Task data ▸
## Begin

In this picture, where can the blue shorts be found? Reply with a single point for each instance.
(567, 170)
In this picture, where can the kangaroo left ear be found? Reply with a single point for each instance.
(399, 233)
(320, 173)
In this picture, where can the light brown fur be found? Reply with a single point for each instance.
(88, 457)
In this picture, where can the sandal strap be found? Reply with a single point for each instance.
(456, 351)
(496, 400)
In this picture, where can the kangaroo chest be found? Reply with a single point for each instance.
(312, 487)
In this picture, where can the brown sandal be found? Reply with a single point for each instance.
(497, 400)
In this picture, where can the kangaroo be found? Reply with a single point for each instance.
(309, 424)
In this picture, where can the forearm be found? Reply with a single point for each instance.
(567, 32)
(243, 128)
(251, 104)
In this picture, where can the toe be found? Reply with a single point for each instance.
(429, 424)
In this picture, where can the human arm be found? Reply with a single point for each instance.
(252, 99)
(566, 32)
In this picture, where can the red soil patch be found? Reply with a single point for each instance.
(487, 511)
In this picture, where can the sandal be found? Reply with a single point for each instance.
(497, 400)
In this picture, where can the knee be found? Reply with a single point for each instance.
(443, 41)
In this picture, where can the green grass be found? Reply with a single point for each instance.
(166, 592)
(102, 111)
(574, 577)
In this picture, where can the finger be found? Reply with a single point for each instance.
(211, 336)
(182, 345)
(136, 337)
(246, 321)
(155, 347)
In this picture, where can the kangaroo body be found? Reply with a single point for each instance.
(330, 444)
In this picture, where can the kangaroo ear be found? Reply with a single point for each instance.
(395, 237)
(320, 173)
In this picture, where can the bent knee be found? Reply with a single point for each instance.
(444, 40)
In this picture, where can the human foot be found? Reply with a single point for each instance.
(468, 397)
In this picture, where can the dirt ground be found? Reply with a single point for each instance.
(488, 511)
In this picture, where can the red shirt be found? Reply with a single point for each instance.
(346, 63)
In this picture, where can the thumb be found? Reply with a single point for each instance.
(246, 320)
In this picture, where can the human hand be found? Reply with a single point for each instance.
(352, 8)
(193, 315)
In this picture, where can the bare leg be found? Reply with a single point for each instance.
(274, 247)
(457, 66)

## End
## Begin

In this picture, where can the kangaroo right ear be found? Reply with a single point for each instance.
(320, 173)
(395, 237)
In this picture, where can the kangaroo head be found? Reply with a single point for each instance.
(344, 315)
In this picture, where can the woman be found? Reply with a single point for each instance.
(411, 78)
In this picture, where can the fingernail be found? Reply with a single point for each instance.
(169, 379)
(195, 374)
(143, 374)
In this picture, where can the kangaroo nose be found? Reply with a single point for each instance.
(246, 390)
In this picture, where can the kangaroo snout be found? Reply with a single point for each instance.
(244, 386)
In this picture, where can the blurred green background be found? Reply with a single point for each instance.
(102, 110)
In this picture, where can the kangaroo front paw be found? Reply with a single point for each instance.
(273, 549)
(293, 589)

## End
## Begin

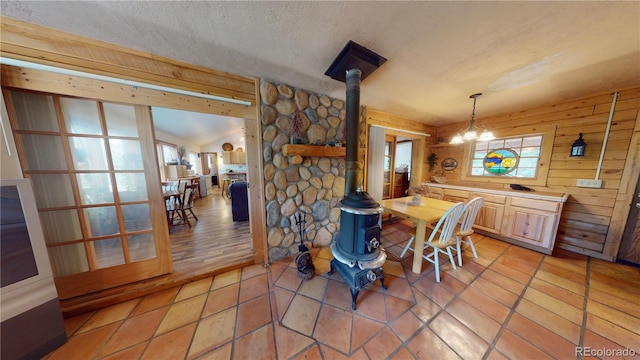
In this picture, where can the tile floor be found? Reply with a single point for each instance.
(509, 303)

## End

Find each line in the records that contains the word "human", and copy those lines.

In this picture, where can the human arm be found? Reply with a single point for each instance.
In this picture, where can the human foot be found? Reply with a single point for each instance.
In this picture, where can the human hand be found? Reply with a single point for each instance.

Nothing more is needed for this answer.